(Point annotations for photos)
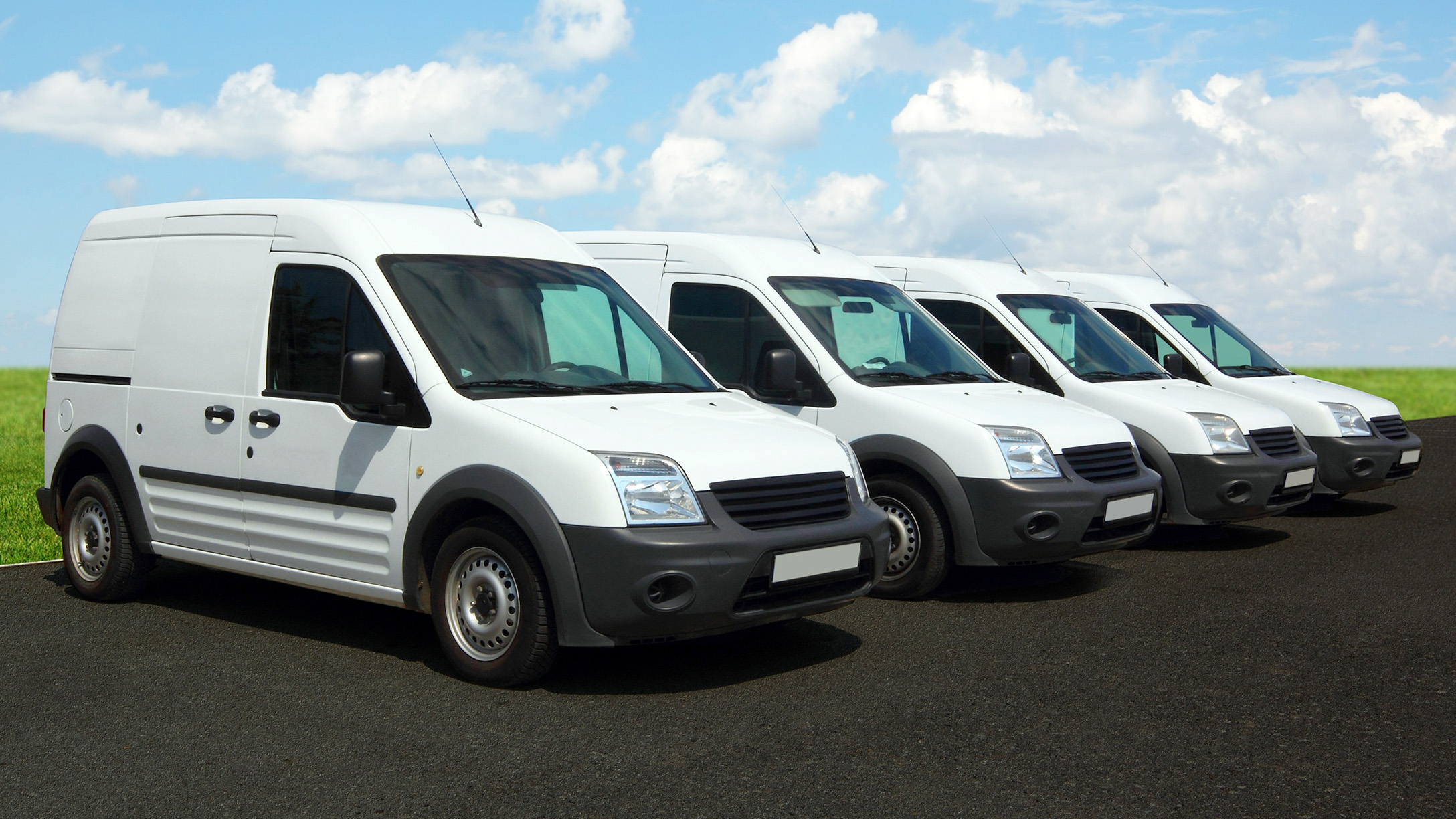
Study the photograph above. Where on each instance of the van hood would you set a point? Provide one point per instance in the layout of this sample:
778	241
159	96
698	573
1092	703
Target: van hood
1188	397
1062	422
714	436
1303	398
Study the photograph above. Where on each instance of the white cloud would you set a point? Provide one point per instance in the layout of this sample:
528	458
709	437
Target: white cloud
978	102
350	112
124	189
424	175
781	102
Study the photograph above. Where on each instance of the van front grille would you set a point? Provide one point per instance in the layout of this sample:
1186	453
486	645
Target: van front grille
1277	442
1103	462
767	503
1391	428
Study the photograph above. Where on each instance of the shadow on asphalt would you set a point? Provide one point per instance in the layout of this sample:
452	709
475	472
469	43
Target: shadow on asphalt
1024	583
697	665
1343	508
1234	537
692	665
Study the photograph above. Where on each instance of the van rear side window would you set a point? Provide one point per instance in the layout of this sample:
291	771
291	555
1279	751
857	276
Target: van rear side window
316	316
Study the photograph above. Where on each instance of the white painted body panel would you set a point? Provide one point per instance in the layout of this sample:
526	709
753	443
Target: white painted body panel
1158	407
947	419
1299	397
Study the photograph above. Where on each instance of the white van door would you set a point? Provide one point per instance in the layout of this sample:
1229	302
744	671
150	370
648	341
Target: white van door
185	410
325	486
731	329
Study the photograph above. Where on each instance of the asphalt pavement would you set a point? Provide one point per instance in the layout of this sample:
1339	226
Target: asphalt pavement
1296	666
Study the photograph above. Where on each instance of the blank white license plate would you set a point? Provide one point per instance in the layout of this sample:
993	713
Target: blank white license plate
1299	478
1127	508
816	561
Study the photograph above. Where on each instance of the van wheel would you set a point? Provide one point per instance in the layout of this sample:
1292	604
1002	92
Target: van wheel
98	553
917	545
491	607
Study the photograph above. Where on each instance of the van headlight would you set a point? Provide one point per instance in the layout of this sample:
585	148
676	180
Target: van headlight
1223	433
652	488
1350	422
861	484
1025	452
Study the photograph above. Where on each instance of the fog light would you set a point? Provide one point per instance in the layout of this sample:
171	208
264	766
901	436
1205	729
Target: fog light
668	592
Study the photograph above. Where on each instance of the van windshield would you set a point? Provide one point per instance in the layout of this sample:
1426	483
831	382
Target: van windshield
879	334
1091	347
1220	341
506	327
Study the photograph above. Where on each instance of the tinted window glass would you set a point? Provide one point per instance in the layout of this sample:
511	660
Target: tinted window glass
1082	340
1220	341
734	334
316	316
504	327
877	333
989	339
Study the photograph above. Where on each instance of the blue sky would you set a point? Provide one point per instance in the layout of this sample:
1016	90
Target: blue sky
1287	164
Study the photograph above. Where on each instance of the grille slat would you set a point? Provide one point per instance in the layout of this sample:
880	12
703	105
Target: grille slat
766	503
1391	428
1276	442
1103	462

→ TASK OBJECTIVE: Reproduce the stretch from the row containing "of the asphalt" through the end of the rows, with requests included and all else unchanged, but shift every answer point coordinate by -148. Leave the numbers in the requests and their format samples as they are.

→ RESULT OF THIS EXERCISE:
Study the photograph above. Where on each instance of the asphalt pavement would you set a point? Provide one point per instance in the layout of this sample:
1339	226
Target: asphalt pavement
1148	518
Study the photograph above. Where on each instance of the blank white license plate would you set a point? Provide one point per instance in the layout of this sample:
993	713
Target: blank white license plate
1151	330
979	360
668	413
Study the photograph above. Where on each instance of the van wheel would you set a point? Provide one point per instance in the layout of this sample:
1292	604
1002	92
Target: van wheel
-50	405
769	397
343	459
Study the photograph above. Where on each instance of the van headlight would you set a point? Provide one point per instance in the layout of this sample:
585	148
676	180
Target: van headlight
1075	285
504	340
1202	274
713	336
877	304
Study the photograph above. Where on each instance of the fog light would you set a point? Provide one point per instance in the layout of this sample:
171	208
264	766
901	436
1205	729
Target: fog light
520	444
Study the photograph above. Where on each instance of the van windshield would you set a point? Provide one point per instance in the layout of this sample:
1426	483
831	382
Target: van windshield
731	186
943	199
1072	193
358	179
Study the photograph above. Where on each instance of the tinted window glass would you set a point? Provide one point per instance in the layout of this sample:
511	660
Target: tinted window glass
934	192
1072	193
586	186
168	168
356	179
729	185
841	191
Study the photograph above. Where on each instance of the blue sky would you set a point? Provide one point per instance in the layout of this sample:
1016	90
Target: blue sky
1139	16
Study the photograph above. Where on each instance of the grille slat would you set a point? Provide one point per instance in the layout of this sample:
880	12
703	105
Target: grille slat
618	355
1243	280
1128	294
955	314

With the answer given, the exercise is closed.